====== Textauszug ======
Das deutsche Bundesverfassungsgericht hat das Verbot, Sterbewilligen die Selbsttötung zu ermöglichen, für verfassungswidrig erklärt. Das Gesetz vom Dezember 2015 gegen die geschäftsmäßige Förderung der Selbsttötung ist damit nichtig und kann nicht mehr angewendet werden. Harsche Kritik kam von den Kirchen.
Verweis auf „selbstbestimmtes Leben“
„Die Entscheidung im vorliegenden Verfahren ist uns nicht leichtgefallen“, sagte Gerichtspräsident Andreas Voßkuhle heute vor der Urteilsbegründung. Das Recht auf freie Entfaltung der Persönlichkeit schließe die Freiheit ein, sich das Leben zu nehmen und hierfür bei Dritten Hilfe zu suchen.
Das Recht auf selbstbestimmtes Sterben sei auch nicht „auf schwere und unheilbare Krankheitszustände oder bestimmte Lebens- und Krankheitsphasen beschränkt. Es besteht in jeder Phase menschlichen Lebens“, sagte Voßkuhle in Karlsruhe. Das Strafgesetz entleere aber dieses Recht. Es mache dem Einzelnen faktisch weitgehend unmöglich, Suizidhilfe zu erhalten. Das sei nicht angemessen.
Antrag auch beim VfGH
Auch in Österreich liegt dem Verfassungsgerichtshof (VfGH) seit Mai 2019 ein Antrag vor, mit dem die Österreichische Gesellschaft für ein humanes Lebensende (ÖGHL) versucht, das strikte Verbot der Sterbehilfe zu kippen. Die soeben in der Frühjahrssession tagenden Verfassungsrichter werden sich frühestens in ihrer nächsten Session im Juni damit beschäftigen, hieß es heute.
====== Bereitgestellte Datensätze ======
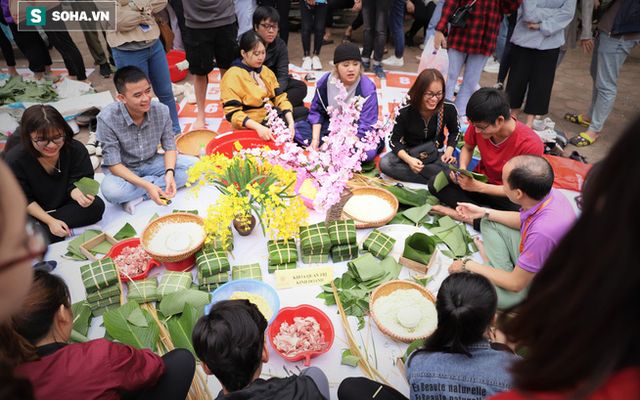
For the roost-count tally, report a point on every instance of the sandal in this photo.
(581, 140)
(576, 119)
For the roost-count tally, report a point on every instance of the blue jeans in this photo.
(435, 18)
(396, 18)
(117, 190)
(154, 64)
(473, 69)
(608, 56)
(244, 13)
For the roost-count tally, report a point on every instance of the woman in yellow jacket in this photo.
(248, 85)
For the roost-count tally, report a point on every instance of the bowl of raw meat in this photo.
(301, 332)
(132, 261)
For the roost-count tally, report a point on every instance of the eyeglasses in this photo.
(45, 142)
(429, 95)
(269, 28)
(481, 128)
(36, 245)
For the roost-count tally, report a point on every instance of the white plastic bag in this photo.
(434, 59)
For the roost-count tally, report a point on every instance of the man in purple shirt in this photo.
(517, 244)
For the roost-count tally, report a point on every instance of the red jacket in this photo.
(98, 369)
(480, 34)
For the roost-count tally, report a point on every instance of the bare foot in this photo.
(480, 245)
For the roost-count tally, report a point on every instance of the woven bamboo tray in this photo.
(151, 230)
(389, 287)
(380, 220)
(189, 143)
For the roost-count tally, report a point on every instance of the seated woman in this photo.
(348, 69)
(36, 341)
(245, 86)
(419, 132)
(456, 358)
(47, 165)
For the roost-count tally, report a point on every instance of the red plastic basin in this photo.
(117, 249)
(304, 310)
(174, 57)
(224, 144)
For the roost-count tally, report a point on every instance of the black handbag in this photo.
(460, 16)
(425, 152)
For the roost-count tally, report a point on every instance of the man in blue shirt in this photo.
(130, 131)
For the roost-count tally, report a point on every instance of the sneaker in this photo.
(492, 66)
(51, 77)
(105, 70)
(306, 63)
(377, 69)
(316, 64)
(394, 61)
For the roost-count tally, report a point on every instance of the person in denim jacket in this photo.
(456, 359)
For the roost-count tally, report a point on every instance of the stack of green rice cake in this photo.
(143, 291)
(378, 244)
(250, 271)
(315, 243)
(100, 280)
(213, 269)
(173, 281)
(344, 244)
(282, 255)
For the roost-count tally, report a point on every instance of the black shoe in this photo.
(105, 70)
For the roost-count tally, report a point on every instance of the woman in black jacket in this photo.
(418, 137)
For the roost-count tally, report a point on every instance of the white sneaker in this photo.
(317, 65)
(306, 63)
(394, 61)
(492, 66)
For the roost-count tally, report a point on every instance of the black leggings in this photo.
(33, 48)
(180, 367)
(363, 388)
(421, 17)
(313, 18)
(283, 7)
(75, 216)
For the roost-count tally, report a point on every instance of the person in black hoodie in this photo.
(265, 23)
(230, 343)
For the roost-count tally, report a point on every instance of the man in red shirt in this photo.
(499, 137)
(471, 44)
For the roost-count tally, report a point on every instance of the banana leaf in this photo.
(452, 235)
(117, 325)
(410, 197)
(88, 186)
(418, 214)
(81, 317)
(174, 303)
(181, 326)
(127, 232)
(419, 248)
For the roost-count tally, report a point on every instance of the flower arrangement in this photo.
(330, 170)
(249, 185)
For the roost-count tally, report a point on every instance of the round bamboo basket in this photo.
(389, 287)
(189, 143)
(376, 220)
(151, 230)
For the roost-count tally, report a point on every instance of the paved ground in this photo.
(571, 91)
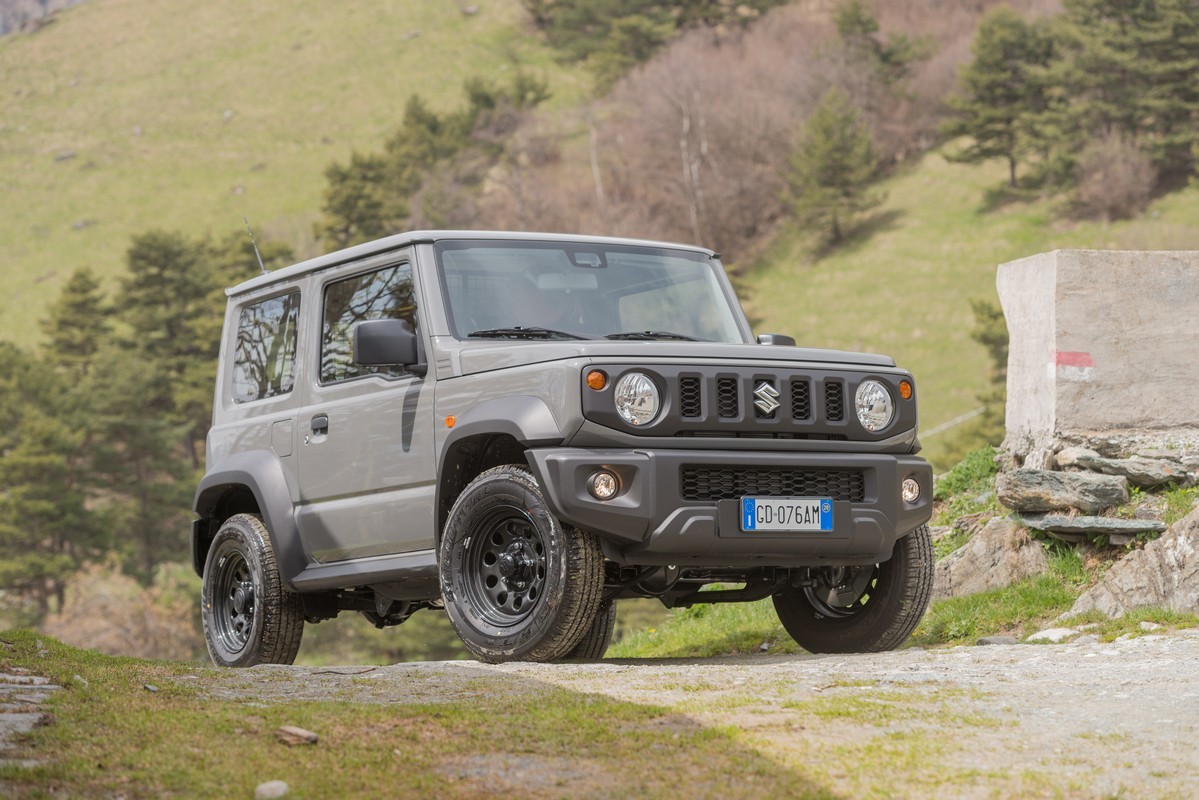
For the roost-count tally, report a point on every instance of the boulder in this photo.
======
Arbeitsanweisungen.
(1) Seit wann liegt dem österreichischen Verfassungsgerichtshof laut Textauszug der Antrag der ÖGHL vor?
(2) Übertragen Sie den folgenden Satz aus dem Textauszug ins Englische: „Das Gesetz vom Dezember 2015 gegen die geschäftsmäßige Förderung der Selbsttötung ist damit nichtig und kann nicht mehr angewendet werden.“

Lösungen je Aufgabe.
(1) Seit Mai 2019.

(2) The law of December 2015 against the commercial promotion of suicide is thus void and can no longer be applied.